* START Material *

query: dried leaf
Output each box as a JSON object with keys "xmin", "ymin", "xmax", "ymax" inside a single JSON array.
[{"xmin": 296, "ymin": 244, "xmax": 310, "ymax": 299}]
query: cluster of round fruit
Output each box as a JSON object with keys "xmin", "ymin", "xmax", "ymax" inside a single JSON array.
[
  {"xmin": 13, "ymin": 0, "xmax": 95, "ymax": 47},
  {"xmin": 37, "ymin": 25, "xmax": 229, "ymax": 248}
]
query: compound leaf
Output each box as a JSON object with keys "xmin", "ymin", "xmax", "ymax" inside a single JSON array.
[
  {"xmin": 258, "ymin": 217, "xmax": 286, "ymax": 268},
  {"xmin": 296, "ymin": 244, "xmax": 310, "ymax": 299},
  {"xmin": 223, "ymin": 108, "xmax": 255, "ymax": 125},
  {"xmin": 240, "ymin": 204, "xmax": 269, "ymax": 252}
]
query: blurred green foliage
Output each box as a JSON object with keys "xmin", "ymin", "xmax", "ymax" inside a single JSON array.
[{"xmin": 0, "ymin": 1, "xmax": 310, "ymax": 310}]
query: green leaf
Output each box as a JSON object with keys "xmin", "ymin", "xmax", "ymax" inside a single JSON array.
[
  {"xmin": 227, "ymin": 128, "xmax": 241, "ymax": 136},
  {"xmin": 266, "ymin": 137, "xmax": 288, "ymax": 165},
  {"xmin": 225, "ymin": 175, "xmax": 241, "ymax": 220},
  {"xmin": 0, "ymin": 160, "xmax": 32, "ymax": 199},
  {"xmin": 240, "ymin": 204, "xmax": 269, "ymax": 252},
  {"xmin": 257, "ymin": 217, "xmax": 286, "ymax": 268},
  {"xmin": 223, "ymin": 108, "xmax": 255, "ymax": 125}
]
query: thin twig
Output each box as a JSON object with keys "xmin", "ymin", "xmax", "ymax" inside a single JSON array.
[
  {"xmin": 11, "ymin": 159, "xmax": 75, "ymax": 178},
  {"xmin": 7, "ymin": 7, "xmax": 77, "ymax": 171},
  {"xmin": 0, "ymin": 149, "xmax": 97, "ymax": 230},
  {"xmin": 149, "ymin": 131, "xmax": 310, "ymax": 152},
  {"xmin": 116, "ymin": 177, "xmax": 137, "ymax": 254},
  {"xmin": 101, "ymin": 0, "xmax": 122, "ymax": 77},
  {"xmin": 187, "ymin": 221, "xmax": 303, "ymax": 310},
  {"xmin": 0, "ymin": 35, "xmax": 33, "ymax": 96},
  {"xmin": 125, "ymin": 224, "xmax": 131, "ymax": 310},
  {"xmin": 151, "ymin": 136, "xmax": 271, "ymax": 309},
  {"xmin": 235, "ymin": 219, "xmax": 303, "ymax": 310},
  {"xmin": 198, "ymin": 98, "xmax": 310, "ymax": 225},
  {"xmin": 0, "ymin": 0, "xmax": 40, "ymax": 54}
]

* END Material *

### Direction:
Please arrange every line of the entries above as a Markdown table with two columns, Row and Entry line, numbering the rows in order and leaving out blank lines.

### Reply to the task:
| Row | Entry line |
|---|---|
| 1 | query: dried leaf |
| 2 | Output each box as a JSON object with keys "xmin", "ymin", "xmax", "ymax" inside a single JSON array. |
| 3 | [{"xmin": 296, "ymin": 244, "xmax": 310, "ymax": 299}] |
| 4 | query: cluster of round fruit |
| 5 | Output each box as a JSON object with keys "xmin", "ymin", "xmax", "ymax" inside a single JSON array. |
| 6 | [ |
| 7 |   {"xmin": 13, "ymin": 0, "xmax": 95, "ymax": 47}, |
| 8 |   {"xmin": 37, "ymin": 25, "xmax": 229, "ymax": 248} |
| 9 | ] |
| 10 | query: compound leaf |
| 11 | Output each box as a JSON object with keys "xmin", "ymin", "xmax", "ymax" inside a single JSON array. |
| 12 | [ |
| 13 |   {"xmin": 258, "ymin": 217, "xmax": 286, "ymax": 268}, |
| 14 |   {"xmin": 296, "ymin": 244, "xmax": 310, "ymax": 299}, |
| 15 |   {"xmin": 223, "ymin": 108, "xmax": 255, "ymax": 125}, |
| 16 |   {"xmin": 240, "ymin": 204, "xmax": 269, "ymax": 252} |
| 17 | ] |
| 18 | query: blurred green foliage |
| 19 | Output each box as a JSON object with keys "xmin", "ymin", "xmax", "ymax" inside a single JSON array. |
| 20 | [{"xmin": 0, "ymin": 1, "xmax": 310, "ymax": 310}] |
| 21 | query: green leaf |
| 22 | Output each box as a JSON object with keys "xmin", "ymin", "xmax", "ymax" inside a single JSON array. |
| 23 | [ |
| 24 |   {"xmin": 227, "ymin": 128, "xmax": 241, "ymax": 136}, |
| 25 |   {"xmin": 266, "ymin": 137, "xmax": 288, "ymax": 165}, |
| 26 |   {"xmin": 225, "ymin": 175, "xmax": 241, "ymax": 220}, |
| 27 |   {"xmin": 0, "ymin": 160, "xmax": 32, "ymax": 199}, |
| 28 |   {"xmin": 240, "ymin": 204, "xmax": 269, "ymax": 252}, |
| 29 |   {"xmin": 257, "ymin": 217, "xmax": 286, "ymax": 268}, |
| 30 |   {"xmin": 223, "ymin": 108, "xmax": 255, "ymax": 125} |
| 31 | ] |
| 32 | query: thin twig |
| 33 | Output each box as a JSON object with keys "xmin", "ymin", "xmax", "ymax" inside a single JSON array. |
| 34 | [ |
| 35 |   {"xmin": 11, "ymin": 159, "xmax": 75, "ymax": 178}, |
| 36 |   {"xmin": 7, "ymin": 7, "xmax": 77, "ymax": 171}, |
| 37 |   {"xmin": 0, "ymin": 149, "xmax": 97, "ymax": 230}, |
| 38 |   {"xmin": 149, "ymin": 131, "xmax": 310, "ymax": 152}, |
| 39 |   {"xmin": 116, "ymin": 177, "xmax": 137, "ymax": 254}, |
| 40 |   {"xmin": 101, "ymin": 0, "xmax": 122, "ymax": 77}, |
| 41 |   {"xmin": 187, "ymin": 221, "xmax": 303, "ymax": 310}, |
| 42 |   {"xmin": 0, "ymin": 35, "xmax": 33, "ymax": 96}, |
| 43 |   {"xmin": 125, "ymin": 224, "xmax": 131, "ymax": 310}, |
| 44 |   {"xmin": 151, "ymin": 136, "xmax": 271, "ymax": 309}, |
| 45 |   {"xmin": 235, "ymin": 219, "xmax": 303, "ymax": 310}, |
| 46 |   {"xmin": 198, "ymin": 98, "xmax": 310, "ymax": 225}, |
| 47 |   {"xmin": 0, "ymin": 0, "xmax": 40, "ymax": 54} |
| 48 | ] |